┌─ Text segment

Mark Schimelpfenig

First post: Apr 7, 2017
Good morning family and friends - As you are all now aware, Dad had a stroke on Sunday, March 19, 2017.  It was the morning after his grand-nephew's wedding in Fayetteville, Arkansas.  My cousins, Leah and Drew, stepped in and helped Mom and Dad get to the hospital that morning and stayed with them as the doctors figured out what was happening with Papa. Julie flew down the next afternoon, threw around her (minimal) weight, and got him on a plane bound for Mayo Clinic in Rochester by the next day - Tuesday afternoon.  He spent a day and night in the ICU before being transferred to the Neurology floor, and then was on to the Rehab floor by Friday. 

They say the stroke was in the right side of his brain in the cerebellum due to vertebral artery occlusion.  It did not appear that his heart issues and recent artificial valve implant surgery had anything to do with the stroke.  The doctors spent a few days regulating his blood pressure, wanting to keep it high in order to keep up the blood flow to the brain but not wanting it too high because of his heart condition.   Once that was regulated and he had passed several swallow tests and other neurological tests, he was cleared to move to the Rehab floor.  His spirits and speech have been good throughout.   The stroke has caused frequent recurring hiccups, esophageal spasms (both of which lead to stomach nausea and vomiting), severe headaches, double vision and vertigo.  He also suffered from a condition that the doctors say there is no technical name for but what Mom and Dad have aptly named "Schimelflippin" - Dad would suddenly feel as if the whole room was falling away from him to the left, and would therefore frantically overcompensate physically by tilting and grasping to the right.  It was not fun for him for a week or so, as even a small movement would trigger the sensation.  The good news is that all of his symptoms are starting to lessen in severity or he has learned to control them.  So, he is able to control the hiccups and esophageal spasms when they come on and has not had an incident inducing vomiting in several days.  His headaches come on less frequently and when they do, they typically resolve within a few minutes and without medication.  The Schimelflippins come on less frequently and less severely and he now knows how to focus, find center, and breathe through it.  The double vision is still present, so he covers one side of his glasses each day or closes one eye and that makes him able to focus, but correction of the problem will just take time.  His left vocal cord is also "stuck" in a mid-line position, causing him to sound slightly horse, but tests showed that when he drinks, there is rarely any liquid getting down the trachea and that when it did, he coughed and was able to keep it out.  They say that with the left vocal cord, it can take a year for the nerves to regenerate.

└─
┌─ Records provided

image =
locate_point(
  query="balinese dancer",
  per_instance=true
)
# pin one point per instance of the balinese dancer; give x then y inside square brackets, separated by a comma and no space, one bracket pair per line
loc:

└─

__Problem statement__.
Continue the family update on the father's stroke recovery, starting after its last sentence.

__Your response__.
Other than all of that, Dad's life hasn't changed too much from before the stroke.  He spends about four hours "exercising" every day with Mom goading him on, warning him not to eat too much, reminding him of the weight he put on while in South Padre on their beach vacation, while he begs everyone to please let him take a nap.  :)  Kidding aside, he is working his Kirky off in rehab. He has at least four hours of therapies a day (Physical, Occupational, Speech and Recreational).  And of course he loves every one who has worked with him.  He is working very hard to become more mobile and walking on his own is his current biggest challenge.  His left leg does not want to cooperate.  

The strangest part of this stroke has been that it energized the Willie Nelson area of his brain - he thinks he looks like him with his long white facial "scruff" so he wears a red bandana now, had mom make him some "braids" out of yarn, got himself a Willie Nelson classics CD and an in-room CD player, and makes the nursing staff print out lyrics for him to learn. Oh Papa.  A stroke may slow him down a little bit for a while, but nothing can take away his love for people, life and embarassing his children.